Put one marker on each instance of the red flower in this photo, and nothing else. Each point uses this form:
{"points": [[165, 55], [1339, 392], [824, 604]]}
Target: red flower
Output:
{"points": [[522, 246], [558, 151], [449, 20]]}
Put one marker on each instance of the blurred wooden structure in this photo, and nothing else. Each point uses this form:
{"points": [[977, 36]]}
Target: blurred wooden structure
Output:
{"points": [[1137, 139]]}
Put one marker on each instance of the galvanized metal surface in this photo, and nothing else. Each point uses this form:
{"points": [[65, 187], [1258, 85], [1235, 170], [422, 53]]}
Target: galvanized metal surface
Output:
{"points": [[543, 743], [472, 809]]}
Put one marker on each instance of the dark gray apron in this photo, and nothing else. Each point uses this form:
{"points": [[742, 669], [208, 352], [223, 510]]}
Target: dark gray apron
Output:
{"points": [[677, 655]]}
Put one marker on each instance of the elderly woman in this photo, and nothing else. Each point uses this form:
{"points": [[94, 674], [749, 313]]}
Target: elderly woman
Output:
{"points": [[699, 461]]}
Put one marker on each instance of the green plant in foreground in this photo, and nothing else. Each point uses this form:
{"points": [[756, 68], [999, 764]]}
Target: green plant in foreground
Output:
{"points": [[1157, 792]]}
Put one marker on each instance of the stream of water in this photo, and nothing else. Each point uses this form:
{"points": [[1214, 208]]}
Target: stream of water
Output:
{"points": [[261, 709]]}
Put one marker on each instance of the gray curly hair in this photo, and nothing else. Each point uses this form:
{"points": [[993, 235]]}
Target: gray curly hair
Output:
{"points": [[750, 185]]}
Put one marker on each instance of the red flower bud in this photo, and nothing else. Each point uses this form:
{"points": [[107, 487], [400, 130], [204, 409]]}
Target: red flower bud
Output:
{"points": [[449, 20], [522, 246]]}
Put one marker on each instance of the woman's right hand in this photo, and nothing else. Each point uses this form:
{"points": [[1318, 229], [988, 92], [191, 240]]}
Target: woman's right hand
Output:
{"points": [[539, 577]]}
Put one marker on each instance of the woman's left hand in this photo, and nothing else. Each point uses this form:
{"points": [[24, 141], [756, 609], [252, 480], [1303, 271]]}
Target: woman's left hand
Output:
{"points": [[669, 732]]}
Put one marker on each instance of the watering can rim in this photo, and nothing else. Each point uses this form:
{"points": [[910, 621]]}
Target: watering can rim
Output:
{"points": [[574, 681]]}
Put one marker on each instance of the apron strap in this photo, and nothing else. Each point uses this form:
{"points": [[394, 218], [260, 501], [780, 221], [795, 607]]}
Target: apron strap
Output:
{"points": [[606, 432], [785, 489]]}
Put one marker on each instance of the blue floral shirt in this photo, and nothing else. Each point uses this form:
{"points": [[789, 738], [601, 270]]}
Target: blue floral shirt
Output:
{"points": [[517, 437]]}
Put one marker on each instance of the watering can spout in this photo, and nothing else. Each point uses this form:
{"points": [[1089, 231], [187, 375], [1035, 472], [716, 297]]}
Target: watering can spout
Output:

* * * * * * *

_WORK INSTRUCTION_
Please reproduce all of the material exactly.

_RESPONSE BOX_
Put one marker on each instance of the red flower in this photo, and nothing else. Each point uses this form:
{"points": [[165, 55], [1339, 392], [824, 604]]}
Target: red flower
Output:
{"points": [[522, 246], [558, 151], [449, 20]]}
Put one marker on each instance of the blurred wooden structure in this photo, and nothing else. Each point uses this form:
{"points": [[977, 36]]}
Target: blurred wooden structure
Output:
{"points": [[1137, 139]]}
Put one marker on each instance of the galvanized metal surface in this photo, and nothing else. Each point uses this form:
{"points": [[65, 187], [1258, 85], [1235, 170], [422, 53]]}
Target: galvanized metal surface
Output:
{"points": [[543, 743], [472, 809]]}
Put one marker on each instance of the dark gray apron in this photo, and nothing else. Each point uses this form:
{"points": [[742, 669], [208, 352], [223, 510]]}
Target: dark gray apron
Output:
{"points": [[677, 655]]}
Put one marker on each instance of the elderly woman in this photo, and nothing else. Each point uses this form:
{"points": [[94, 674], [749, 313]]}
Target: elderly woman
Output:
{"points": [[699, 461]]}
Put one marker on each instance of the green plant in foreground in this photo, and nothing else. Each point uses this form:
{"points": [[756, 68], [999, 764]]}
Target: green plant in foreground
Output:
{"points": [[1157, 792]]}
Put one marker on each instance of the stream of water in this photo, and nothing else. Each point uses this form:
{"points": [[1214, 208]]}
Target: stream of water
Output:
{"points": [[261, 709]]}
Put one marker on each instance of the gray curly hair in this photo, and nothing else. Each point uses this form:
{"points": [[993, 235]]}
Target: gray curly hair
Output:
{"points": [[750, 185]]}
Put one marker on each instance of the red flower bud in this photo, and nothing else. Each point uses this form:
{"points": [[107, 487], [400, 130], [204, 409]]}
Target: red flower bud
Output:
{"points": [[449, 20], [522, 246]]}
Put one marker on each instance of the woman's right hand in this photo, and nothing else. Each point uses this form:
{"points": [[1318, 229], [988, 92], [191, 240]]}
Target: woman's right hand
Output:
{"points": [[539, 577]]}
Put one marker on each instance of the woman's left hand in this photo, and nothing else. Each point uses this form:
{"points": [[24, 141], [756, 609], [252, 480], [1303, 271]]}
Target: woman's left hand
Output:
{"points": [[669, 732]]}
Put one marker on each instance of the watering can rim in this photo, and nothing else. Each point uses this form:
{"points": [[910, 621]]}
Target: watering can rim
Output:
{"points": [[574, 681]]}
Put one marker on each instance of the apron strap in this photo, and nothing else. Each point uses this form:
{"points": [[394, 218], [260, 501], [780, 221], [795, 607]]}
Target: apron strap
Output:
{"points": [[606, 432], [785, 489]]}
Put one marker on each instance of the blue floral shirt in this photo, and nothing else. Each point uses this form:
{"points": [[789, 738], [601, 270]]}
Target: blue floral shirt
Output:
{"points": [[517, 437]]}
Put one marker on each instance of the watering can spout in this photo, and nothing else. Each point uses this form:
{"points": [[1089, 231], [187, 375], [1035, 472], [716, 297]]}
Target: watering can spout
Output:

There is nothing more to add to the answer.